Artemisia mesatlantica, the blue mugwort, is a species of perennial shrub in the Asteraceae family. It is endemic to Morocco and has been classified by the Union International de Conservation de la Nature en Afrique du Nord (International Union of Nature Conservation in North Africa) as a rare and endangered species. Its essential oil has been extensively studied. Artemisia mesatlantica was described in 1928.

== Distribution ==
Artemisia mesatlantica is endemic to Morocco and is found in the High Atlas, Middle Atlas, and Anti-Atlas regions. It is very widespread between Boulmane and Ifrane in the Middle Atlas, and also thrives in the High Atlas, particularly in poor, stony loamy soils. At an altitude of 1,900 m, Artemisia herba-alba is prevalent alongside Artemisia mesatlantica, which continues to grow up to 2,000 m, where it forms a mixed stand with red juniper.

== Use in traditional medicine ==
Artemisia mesatlantica is widely used in traditional medicine, particularly for treating digestive and genital tract disorders, dermatological issues, as well as for alleviating symptoms of the common cold and managing diabetes.

A 2023 study using experimental animal models showed that the aqueous extract of Artemisia mesatlantica (AMAE) significantly reduced blood glucose levels, improved lipid profiles, and increased hepatic glycogen content in diabetic rats. Pretreatment with 600 mg/kg of AMAE for 7 days effectively prevented increases in plasma total cholesterol, triglycerides, and LDL-c following tyloxapol injection. The results suggest that Artemisia mesatlantica exhibits significant antidiabetic and antihyperlipidemic properties.

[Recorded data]
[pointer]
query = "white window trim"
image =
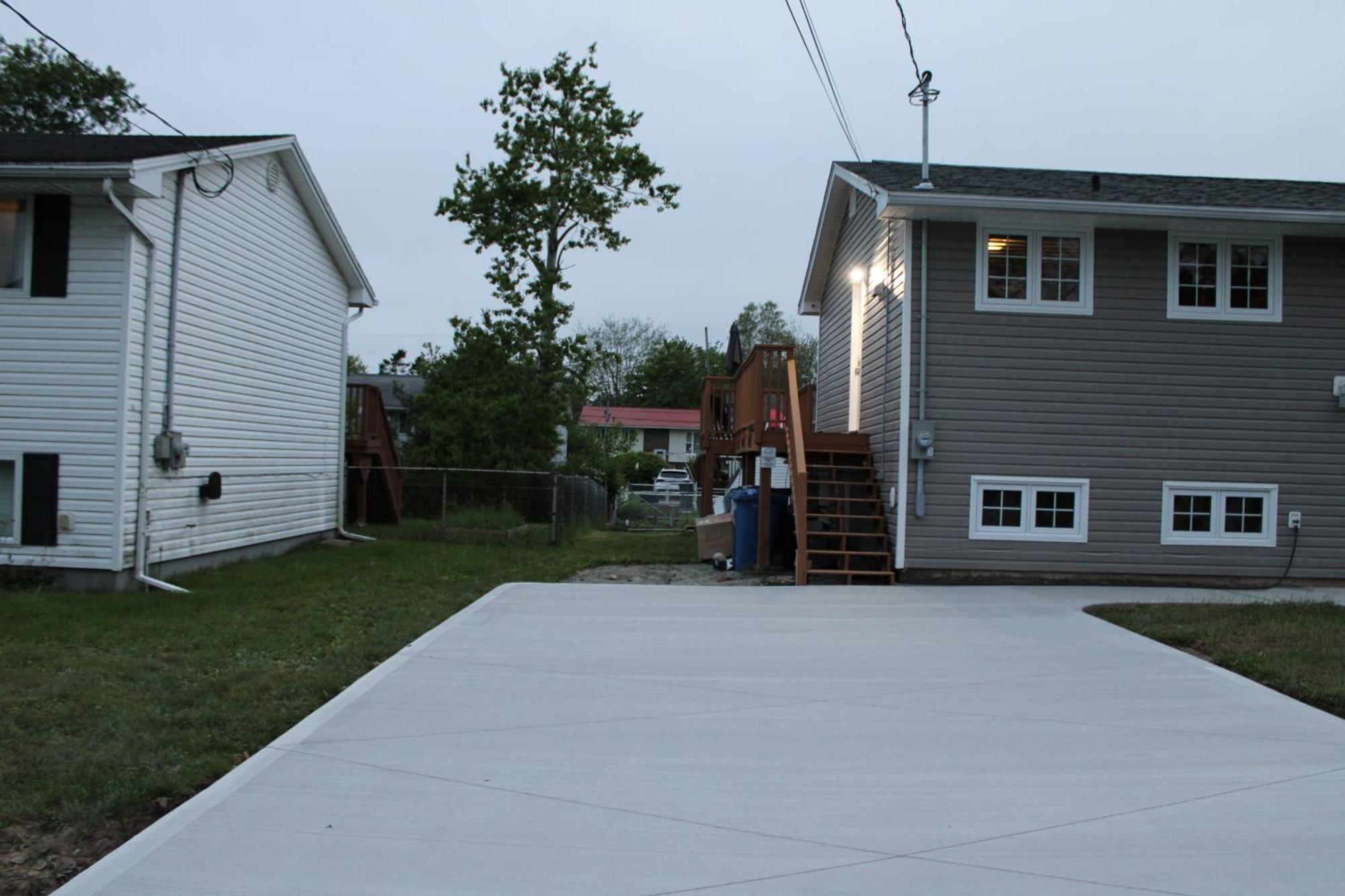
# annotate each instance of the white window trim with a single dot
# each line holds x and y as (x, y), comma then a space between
(26, 292)
(1028, 530)
(1034, 306)
(18, 499)
(1222, 311)
(1221, 490)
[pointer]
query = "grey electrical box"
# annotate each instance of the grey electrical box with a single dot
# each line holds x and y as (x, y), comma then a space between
(922, 439)
(171, 450)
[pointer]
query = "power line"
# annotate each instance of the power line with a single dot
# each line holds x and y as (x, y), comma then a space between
(827, 69)
(141, 107)
(832, 101)
(910, 46)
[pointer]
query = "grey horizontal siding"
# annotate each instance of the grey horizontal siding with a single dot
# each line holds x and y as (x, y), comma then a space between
(1129, 399)
(859, 244)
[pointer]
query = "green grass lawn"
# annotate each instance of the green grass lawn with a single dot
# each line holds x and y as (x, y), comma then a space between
(1299, 649)
(112, 701)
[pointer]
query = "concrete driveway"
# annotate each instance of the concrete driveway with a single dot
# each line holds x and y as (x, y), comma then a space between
(637, 740)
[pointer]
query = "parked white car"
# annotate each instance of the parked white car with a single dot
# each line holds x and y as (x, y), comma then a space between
(672, 479)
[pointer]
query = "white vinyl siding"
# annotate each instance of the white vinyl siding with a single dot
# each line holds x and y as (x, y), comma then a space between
(61, 364)
(1202, 513)
(1217, 278)
(259, 369)
(15, 245)
(1028, 509)
(1034, 271)
(11, 479)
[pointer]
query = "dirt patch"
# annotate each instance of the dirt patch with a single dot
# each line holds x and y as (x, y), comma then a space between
(36, 860)
(676, 575)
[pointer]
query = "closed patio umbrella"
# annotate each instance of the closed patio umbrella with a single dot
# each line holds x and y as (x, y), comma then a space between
(734, 354)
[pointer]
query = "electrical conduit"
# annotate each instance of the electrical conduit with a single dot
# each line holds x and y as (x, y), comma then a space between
(146, 397)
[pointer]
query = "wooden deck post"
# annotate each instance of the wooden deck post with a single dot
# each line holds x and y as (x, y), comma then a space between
(763, 514)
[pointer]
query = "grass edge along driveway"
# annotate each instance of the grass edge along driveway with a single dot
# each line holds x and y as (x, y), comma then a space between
(115, 706)
(1295, 647)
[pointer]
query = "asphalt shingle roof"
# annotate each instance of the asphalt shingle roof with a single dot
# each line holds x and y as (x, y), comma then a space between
(1168, 190)
(95, 149)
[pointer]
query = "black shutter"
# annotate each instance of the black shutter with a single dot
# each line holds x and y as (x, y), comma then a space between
(50, 245)
(41, 482)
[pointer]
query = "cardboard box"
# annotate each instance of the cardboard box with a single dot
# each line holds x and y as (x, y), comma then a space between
(715, 534)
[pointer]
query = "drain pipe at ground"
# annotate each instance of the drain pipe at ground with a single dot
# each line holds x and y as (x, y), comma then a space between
(341, 434)
(925, 321)
(147, 372)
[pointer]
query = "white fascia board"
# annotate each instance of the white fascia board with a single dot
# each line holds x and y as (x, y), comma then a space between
(917, 205)
(306, 185)
(361, 294)
(828, 232)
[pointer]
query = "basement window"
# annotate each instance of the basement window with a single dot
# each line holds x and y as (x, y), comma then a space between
(9, 499)
(1035, 271)
(1225, 278)
(1202, 513)
(1030, 509)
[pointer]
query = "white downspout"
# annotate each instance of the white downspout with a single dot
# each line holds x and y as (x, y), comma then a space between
(147, 373)
(341, 434)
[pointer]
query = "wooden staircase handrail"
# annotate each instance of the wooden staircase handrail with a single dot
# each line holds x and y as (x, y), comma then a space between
(798, 473)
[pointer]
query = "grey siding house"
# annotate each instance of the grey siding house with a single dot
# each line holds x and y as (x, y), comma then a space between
(1090, 376)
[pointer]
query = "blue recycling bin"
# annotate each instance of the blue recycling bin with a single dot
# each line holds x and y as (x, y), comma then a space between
(746, 509)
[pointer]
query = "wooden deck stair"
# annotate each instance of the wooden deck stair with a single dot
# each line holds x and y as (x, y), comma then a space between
(845, 537)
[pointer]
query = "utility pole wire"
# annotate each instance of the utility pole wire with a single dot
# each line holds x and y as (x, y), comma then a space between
(836, 110)
(827, 69)
(137, 104)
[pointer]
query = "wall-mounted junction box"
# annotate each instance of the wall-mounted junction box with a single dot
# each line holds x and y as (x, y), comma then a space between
(922, 439)
(171, 450)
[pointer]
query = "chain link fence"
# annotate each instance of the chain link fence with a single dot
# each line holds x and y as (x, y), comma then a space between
(440, 499)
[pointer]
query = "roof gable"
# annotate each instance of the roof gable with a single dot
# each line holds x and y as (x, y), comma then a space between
(137, 166)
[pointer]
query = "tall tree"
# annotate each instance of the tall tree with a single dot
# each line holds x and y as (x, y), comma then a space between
(44, 91)
(570, 167)
(622, 346)
(766, 323)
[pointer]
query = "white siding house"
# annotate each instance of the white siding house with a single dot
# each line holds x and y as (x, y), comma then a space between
(245, 283)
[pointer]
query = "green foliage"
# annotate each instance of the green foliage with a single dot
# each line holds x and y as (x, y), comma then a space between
(486, 405)
(766, 323)
(592, 451)
(640, 467)
(672, 374)
(44, 91)
(622, 346)
(570, 167)
(1299, 649)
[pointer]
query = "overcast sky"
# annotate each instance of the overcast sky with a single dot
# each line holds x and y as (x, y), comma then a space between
(384, 99)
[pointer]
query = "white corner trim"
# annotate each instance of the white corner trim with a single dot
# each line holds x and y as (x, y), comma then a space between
(1219, 491)
(905, 385)
(1028, 530)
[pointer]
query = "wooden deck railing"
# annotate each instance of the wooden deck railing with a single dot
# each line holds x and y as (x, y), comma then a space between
(716, 412)
(798, 474)
(761, 401)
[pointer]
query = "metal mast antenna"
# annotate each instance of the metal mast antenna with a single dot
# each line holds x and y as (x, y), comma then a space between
(922, 96)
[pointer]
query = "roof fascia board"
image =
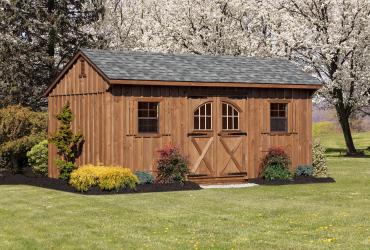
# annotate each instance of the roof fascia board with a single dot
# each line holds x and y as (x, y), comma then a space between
(214, 84)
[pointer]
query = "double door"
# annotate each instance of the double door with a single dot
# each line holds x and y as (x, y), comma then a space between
(217, 136)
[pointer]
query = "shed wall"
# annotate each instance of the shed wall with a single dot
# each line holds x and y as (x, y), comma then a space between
(108, 122)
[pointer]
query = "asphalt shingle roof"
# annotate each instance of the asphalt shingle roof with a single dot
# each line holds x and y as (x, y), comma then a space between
(197, 68)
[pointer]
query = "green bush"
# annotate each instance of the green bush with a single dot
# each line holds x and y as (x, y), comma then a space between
(275, 165)
(69, 145)
(144, 177)
(105, 177)
(304, 170)
(320, 168)
(38, 158)
(171, 165)
(276, 172)
(20, 129)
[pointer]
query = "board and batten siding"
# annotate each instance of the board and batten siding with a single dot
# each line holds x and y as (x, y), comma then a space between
(107, 118)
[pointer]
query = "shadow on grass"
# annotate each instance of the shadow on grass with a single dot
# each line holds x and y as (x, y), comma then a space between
(341, 152)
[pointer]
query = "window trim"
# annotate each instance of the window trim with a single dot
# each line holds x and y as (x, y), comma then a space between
(205, 116)
(287, 103)
(136, 117)
(222, 116)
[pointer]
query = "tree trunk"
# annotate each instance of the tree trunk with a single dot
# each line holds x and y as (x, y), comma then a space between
(344, 123)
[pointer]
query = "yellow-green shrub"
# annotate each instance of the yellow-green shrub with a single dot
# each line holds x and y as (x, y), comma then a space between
(105, 177)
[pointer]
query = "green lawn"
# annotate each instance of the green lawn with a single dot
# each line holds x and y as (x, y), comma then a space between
(315, 216)
(334, 142)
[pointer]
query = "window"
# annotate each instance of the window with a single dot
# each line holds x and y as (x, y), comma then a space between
(83, 73)
(148, 117)
(203, 117)
(230, 117)
(278, 117)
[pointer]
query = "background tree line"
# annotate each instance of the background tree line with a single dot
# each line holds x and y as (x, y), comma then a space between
(327, 38)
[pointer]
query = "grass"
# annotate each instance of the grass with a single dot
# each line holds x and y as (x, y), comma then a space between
(312, 216)
(335, 145)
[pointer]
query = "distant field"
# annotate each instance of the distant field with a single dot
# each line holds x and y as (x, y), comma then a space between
(333, 141)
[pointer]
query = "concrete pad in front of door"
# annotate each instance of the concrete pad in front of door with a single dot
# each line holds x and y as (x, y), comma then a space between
(243, 185)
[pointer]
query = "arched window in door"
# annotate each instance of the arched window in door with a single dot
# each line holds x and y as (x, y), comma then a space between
(230, 117)
(203, 117)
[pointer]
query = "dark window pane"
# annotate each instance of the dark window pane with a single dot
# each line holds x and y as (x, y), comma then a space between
(224, 107)
(230, 122)
(236, 125)
(274, 113)
(202, 123)
(208, 109)
(278, 124)
(153, 113)
(143, 105)
(208, 123)
(148, 117)
(142, 113)
(282, 106)
(224, 122)
(274, 106)
(148, 126)
(196, 122)
(203, 110)
(152, 105)
(203, 117)
(230, 110)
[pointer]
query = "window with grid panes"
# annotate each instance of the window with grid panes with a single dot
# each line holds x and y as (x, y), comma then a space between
(279, 117)
(148, 117)
(203, 117)
(230, 117)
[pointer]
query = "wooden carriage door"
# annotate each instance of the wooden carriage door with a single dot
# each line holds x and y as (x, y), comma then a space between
(231, 137)
(202, 136)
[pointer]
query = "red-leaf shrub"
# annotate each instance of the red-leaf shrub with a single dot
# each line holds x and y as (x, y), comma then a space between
(172, 166)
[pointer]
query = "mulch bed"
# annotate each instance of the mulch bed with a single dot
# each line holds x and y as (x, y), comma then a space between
(56, 184)
(295, 180)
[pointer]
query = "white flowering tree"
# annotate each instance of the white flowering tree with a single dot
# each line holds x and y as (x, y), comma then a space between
(328, 38)
(331, 38)
(232, 27)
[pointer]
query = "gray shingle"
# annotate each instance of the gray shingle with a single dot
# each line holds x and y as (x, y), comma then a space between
(195, 68)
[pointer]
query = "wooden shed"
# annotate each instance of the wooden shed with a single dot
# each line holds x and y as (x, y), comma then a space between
(223, 112)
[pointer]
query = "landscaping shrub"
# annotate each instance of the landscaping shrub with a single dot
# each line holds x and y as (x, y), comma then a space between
(172, 166)
(20, 129)
(38, 158)
(324, 127)
(69, 145)
(105, 177)
(304, 170)
(320, 168)
(275, 165)
(144, 177)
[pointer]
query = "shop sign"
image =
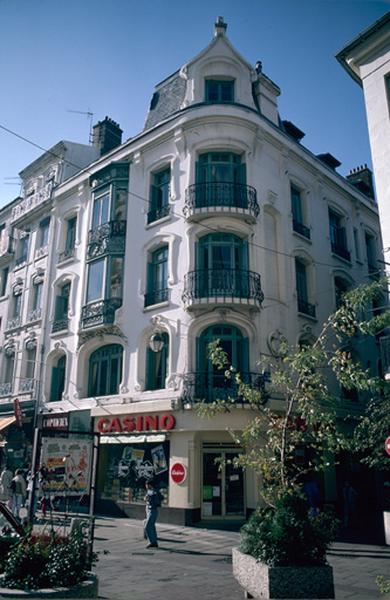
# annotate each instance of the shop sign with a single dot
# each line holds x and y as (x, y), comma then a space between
(67, 465)
(178, 473)
(55, 422)
(138, 423)
(18, 412)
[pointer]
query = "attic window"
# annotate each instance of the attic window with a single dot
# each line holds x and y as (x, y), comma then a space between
(154, 101)
(219, 90)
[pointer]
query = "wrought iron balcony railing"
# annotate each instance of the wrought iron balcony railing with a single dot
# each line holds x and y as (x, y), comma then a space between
(156, 297)
(225, 283)
(60, 325)
(221, 195)
(14, 323)
(158, 213)
(101, 312)
(213, 386)
(298, 227)
(5, 389)
(34, 315)
(108, 238)
(341, 250)
(306, 308)
(27, 384)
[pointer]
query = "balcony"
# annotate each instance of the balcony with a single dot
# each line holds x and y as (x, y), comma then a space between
(7, 245)
(158, 213)
(67, 254)
(29, 204)
(156, 297)
(5, 389)
(210, 387)
(108, 238)
(298, 227)
(60, 325)
(227, 286)
(27, 385)
(14, 323)
(99, 313)
(306, 308)
(238, 199)
(34, 315)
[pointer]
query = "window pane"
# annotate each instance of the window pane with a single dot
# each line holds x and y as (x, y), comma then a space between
(71, 234)
(95, 281)
(116, 278)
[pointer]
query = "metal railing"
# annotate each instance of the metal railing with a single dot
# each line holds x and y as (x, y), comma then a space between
(225, 283)
(208, 386)
(298, 227)
(156, 297)
(108, 238)
(101, 312)
(225, 195)
(306, 308)
(60, 324)
(158, 213)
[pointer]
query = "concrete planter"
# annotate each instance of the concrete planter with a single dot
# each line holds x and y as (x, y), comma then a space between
(261, 581)
(85, 589)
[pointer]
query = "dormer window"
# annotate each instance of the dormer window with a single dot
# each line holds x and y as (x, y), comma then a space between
(219, 91)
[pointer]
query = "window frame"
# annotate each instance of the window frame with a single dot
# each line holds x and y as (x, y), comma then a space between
(219, 83)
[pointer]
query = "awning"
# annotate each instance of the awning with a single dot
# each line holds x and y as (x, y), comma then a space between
(131, 439)
(6, 422)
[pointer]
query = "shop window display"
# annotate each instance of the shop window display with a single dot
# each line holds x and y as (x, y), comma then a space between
(125, 468)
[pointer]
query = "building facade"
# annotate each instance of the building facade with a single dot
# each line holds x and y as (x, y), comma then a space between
(214, 222)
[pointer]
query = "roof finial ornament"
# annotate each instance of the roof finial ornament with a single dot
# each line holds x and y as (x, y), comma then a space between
(220, 27)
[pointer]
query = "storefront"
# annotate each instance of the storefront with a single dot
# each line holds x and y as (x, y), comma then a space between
(191, 459)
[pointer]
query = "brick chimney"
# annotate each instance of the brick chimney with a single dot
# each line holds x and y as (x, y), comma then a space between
(106, 135)
(361, 178)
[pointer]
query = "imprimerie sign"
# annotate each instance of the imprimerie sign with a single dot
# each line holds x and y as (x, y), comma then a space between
(135, 423)
(55, 422)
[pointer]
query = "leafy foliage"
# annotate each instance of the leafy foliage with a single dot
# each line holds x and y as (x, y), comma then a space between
(47, 561)
(303, 414)
(285, 535)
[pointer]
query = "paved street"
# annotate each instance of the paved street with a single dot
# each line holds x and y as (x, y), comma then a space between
(195, 564)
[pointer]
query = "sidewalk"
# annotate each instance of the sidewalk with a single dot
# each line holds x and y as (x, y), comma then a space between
(195, 564)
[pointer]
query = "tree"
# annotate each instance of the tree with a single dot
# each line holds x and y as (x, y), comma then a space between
(297, 412)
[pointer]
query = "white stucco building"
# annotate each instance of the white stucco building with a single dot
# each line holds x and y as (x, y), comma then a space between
(213, 222)
(367, 60)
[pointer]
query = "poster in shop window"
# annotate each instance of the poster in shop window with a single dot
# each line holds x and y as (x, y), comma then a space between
(68, 465)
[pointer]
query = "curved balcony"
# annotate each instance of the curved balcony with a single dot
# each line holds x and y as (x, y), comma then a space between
(205, 199)
(108, 238)
(205, 386)
(222, 286)
(99, 313)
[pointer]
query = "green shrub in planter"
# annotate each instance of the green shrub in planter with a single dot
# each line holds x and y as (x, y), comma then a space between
(285, 535)
(47, 561)
(6, 543)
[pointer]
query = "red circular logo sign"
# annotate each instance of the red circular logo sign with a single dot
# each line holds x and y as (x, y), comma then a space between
(178, 473)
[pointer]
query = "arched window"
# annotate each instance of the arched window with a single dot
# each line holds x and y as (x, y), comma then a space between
(58, 379)
(105, 370)
(157, 365)
(210, 379)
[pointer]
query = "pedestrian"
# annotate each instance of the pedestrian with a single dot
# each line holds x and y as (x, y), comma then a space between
(19, 492)
(350, 496)
(153, 502)
(5, 485)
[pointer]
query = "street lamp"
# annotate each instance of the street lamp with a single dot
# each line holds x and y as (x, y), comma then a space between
(156, 342)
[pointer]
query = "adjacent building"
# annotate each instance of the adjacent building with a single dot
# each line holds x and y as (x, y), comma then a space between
(215, 222)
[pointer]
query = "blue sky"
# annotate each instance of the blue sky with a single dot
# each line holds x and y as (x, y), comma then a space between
(106, 56)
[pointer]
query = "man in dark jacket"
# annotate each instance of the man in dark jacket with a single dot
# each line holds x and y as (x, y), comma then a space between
(153, 502)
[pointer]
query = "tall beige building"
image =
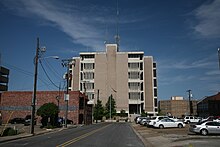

■ Problem statement:
Answer these questions from the text about blue mugwort:
1. In what year was Artemisia mesatlantica described?
2. Up to what altitude does Artemisia mesatlantica keep growing?
3. In the 2023 study, what pretreatment dose of AMAE was given, and for how many days?
Rely only on the text about blue mugwort.

■ Exercise output:
1. 1928
2. 2,000 m
3. 600 mg/kg for 7 days